Show every line below that contains the word "give".

==== DATASET ====

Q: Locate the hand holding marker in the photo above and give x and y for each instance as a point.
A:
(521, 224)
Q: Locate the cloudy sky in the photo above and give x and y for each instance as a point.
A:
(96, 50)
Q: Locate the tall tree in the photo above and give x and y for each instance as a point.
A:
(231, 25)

====
==== DATASET ====

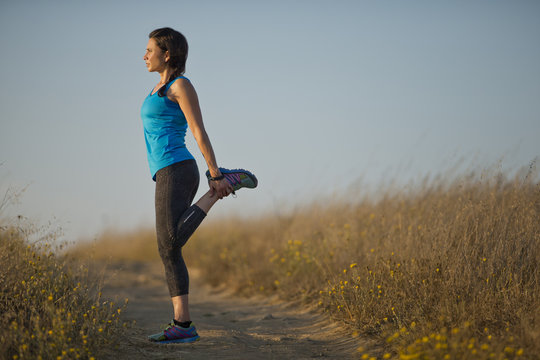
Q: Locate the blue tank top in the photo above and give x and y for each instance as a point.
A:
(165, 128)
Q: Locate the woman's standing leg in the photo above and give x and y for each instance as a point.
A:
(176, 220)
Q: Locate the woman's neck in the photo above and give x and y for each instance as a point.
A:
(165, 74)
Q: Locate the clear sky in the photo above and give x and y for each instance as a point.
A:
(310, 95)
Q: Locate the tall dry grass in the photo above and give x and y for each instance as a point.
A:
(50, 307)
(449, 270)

====

▶ [ANSWER TO THIS TASK]:
Q: Locate the hand holding marker in the photo above and give x and y for each instance as a point.
Q: Locate the cloudy sky in the photo above and give x and y for each instance as a point.
Q: Locate the tall tree in the photo above and give x and y for each instance as a point.
Q: Locate the blue tank top in the photo above and give x and y for each instance as a point.
Q: Locate the woman's standing leg in the photo above and give x and y for each instance as a point.
Q: Locate the woman's neck in the photo above and give x and y for each instance as a point.
Q: Locate the clear sky in the photo above and give x and y for each instance as a point.
Q: Locate the tall dry grass in the photo above and give x and y for each instance as a point.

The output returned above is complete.